[START Data in this exercise]
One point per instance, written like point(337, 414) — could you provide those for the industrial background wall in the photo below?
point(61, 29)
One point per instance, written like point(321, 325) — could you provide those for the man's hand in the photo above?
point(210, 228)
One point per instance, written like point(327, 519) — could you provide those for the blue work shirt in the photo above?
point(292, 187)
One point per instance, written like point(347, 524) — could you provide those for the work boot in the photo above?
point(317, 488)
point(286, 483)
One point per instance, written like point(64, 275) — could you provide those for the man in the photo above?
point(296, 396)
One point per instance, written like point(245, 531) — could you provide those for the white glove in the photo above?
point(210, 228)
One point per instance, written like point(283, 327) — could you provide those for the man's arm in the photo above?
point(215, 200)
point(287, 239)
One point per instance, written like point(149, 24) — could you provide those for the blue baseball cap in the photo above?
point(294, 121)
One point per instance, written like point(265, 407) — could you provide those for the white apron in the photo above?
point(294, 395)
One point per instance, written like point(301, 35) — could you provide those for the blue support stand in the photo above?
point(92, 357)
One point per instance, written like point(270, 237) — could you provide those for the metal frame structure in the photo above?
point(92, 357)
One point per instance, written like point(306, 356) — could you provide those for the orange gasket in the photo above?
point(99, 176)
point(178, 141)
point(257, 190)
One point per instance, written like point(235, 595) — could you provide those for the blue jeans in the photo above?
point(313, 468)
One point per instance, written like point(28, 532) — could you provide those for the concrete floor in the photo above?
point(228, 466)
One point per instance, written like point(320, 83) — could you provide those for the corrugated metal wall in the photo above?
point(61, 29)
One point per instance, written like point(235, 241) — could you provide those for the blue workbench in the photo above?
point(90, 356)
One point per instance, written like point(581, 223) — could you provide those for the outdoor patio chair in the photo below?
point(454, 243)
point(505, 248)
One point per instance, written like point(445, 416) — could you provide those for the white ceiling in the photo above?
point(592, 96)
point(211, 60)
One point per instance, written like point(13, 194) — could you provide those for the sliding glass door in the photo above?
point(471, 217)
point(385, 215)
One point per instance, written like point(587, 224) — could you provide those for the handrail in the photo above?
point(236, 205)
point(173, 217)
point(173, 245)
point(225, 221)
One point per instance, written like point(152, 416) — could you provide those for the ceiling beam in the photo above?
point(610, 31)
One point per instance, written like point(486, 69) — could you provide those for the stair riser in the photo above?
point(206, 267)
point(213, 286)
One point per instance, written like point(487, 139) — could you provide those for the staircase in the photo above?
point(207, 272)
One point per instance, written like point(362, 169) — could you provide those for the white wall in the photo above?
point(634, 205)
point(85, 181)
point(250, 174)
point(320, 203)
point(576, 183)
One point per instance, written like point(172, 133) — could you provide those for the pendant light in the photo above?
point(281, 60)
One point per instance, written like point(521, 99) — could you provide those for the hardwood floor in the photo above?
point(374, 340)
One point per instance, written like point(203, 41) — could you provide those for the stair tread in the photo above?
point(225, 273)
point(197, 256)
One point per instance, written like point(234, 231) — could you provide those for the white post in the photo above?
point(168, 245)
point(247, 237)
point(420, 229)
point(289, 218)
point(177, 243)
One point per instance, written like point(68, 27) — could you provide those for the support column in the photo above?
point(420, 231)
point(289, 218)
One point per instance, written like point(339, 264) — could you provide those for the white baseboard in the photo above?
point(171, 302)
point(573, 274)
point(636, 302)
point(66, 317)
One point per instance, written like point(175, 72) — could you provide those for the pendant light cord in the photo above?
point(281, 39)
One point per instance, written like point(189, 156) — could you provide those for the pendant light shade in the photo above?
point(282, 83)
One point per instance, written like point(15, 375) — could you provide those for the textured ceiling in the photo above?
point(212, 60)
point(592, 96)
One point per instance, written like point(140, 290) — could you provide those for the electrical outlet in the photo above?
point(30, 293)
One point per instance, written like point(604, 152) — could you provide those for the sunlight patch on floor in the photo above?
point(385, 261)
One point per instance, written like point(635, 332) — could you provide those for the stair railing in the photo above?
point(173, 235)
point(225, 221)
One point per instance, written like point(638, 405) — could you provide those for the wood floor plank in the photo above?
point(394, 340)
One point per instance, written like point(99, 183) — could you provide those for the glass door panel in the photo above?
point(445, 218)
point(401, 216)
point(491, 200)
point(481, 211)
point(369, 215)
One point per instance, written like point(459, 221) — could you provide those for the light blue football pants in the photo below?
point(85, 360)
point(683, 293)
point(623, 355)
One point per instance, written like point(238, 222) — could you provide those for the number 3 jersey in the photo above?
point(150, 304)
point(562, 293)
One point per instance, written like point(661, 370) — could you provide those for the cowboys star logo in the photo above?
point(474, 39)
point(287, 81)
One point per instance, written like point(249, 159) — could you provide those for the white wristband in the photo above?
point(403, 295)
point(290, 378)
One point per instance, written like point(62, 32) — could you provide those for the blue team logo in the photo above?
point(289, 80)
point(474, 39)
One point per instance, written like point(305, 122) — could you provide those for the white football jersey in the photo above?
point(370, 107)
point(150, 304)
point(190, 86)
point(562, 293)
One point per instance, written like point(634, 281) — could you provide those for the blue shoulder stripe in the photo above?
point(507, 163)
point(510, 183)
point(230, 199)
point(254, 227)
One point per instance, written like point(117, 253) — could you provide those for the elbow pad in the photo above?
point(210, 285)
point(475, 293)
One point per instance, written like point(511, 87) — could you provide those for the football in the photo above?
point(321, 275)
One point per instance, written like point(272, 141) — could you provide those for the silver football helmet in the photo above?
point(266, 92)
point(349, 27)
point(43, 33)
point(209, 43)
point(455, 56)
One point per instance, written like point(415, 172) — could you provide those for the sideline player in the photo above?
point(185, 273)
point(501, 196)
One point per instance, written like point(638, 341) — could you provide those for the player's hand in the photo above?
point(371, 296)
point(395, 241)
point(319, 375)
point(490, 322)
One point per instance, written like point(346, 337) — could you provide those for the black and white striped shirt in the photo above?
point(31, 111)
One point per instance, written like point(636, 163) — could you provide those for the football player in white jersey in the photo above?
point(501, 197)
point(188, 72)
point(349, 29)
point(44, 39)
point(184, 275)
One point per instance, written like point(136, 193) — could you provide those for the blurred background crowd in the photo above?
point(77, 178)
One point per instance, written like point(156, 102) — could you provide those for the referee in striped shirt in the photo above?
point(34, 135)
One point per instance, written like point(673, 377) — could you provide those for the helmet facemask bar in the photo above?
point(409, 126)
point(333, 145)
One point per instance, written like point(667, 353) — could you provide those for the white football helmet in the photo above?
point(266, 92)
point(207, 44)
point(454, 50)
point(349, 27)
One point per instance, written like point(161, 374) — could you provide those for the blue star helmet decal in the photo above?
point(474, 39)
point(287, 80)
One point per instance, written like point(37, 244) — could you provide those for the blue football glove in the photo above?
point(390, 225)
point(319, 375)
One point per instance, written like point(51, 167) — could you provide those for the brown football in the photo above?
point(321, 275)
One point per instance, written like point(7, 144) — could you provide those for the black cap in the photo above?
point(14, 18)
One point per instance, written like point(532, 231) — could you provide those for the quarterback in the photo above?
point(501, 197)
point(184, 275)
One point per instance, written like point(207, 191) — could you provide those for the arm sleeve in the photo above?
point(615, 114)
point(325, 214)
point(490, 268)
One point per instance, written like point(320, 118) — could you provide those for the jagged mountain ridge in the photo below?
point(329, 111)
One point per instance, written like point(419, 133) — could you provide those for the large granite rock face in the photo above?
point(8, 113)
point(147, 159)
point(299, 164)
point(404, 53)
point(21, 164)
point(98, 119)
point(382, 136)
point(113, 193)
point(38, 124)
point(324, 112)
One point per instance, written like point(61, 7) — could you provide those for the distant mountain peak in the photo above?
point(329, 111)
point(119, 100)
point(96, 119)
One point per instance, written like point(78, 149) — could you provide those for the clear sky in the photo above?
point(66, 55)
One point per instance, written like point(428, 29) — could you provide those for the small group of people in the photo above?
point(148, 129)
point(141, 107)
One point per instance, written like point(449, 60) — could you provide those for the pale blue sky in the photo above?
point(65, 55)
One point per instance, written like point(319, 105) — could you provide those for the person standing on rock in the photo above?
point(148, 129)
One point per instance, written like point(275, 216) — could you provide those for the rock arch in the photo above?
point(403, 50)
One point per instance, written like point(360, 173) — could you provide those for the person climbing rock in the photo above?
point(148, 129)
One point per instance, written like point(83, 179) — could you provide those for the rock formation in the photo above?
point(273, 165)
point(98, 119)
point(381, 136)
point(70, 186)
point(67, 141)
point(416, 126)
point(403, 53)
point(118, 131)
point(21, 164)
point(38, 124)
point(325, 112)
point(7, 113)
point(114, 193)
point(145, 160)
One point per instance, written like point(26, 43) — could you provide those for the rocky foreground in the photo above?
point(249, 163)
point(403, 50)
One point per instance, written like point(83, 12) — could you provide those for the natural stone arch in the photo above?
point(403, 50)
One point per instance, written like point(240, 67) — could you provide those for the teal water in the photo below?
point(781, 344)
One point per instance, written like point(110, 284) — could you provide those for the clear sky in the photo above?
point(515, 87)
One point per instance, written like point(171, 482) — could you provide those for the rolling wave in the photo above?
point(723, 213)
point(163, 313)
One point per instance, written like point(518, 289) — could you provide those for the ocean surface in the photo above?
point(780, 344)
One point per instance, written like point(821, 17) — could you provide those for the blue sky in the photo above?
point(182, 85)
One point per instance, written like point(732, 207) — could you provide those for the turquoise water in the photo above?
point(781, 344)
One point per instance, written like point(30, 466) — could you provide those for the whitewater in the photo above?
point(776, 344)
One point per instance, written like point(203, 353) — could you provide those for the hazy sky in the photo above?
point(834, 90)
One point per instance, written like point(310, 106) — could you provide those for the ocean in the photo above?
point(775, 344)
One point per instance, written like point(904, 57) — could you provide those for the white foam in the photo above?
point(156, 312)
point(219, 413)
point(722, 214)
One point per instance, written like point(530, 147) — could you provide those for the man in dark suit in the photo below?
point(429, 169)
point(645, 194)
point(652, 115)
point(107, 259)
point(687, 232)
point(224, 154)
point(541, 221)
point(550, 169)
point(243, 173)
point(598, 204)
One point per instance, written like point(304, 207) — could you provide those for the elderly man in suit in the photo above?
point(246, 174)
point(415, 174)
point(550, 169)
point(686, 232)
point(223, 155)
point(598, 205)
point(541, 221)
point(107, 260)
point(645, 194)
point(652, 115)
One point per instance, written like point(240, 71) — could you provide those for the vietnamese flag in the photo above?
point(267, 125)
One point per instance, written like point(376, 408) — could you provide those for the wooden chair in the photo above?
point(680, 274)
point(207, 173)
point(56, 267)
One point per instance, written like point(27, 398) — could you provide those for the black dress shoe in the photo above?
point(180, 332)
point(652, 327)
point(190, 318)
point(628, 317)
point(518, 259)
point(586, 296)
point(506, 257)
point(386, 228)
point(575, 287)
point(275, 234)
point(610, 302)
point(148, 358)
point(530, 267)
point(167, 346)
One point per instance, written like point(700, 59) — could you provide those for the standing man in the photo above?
[END Data in this exercise]
Recast as a numbered list the lines running from the one containing "One point per instance, written like point(321, 325)" through the one containing "point(292, 187)", both included, and leave out any blank lines.

Output of the exercise:
1. One point per instance, written like point(321, 325) — could you provide those for the man's hand in the photo above?
2. point(210, 228)
3. One point per instance, written like point(327, 519) — could you provide those for the blue work shirt in the photo above?
4. point(292, 187)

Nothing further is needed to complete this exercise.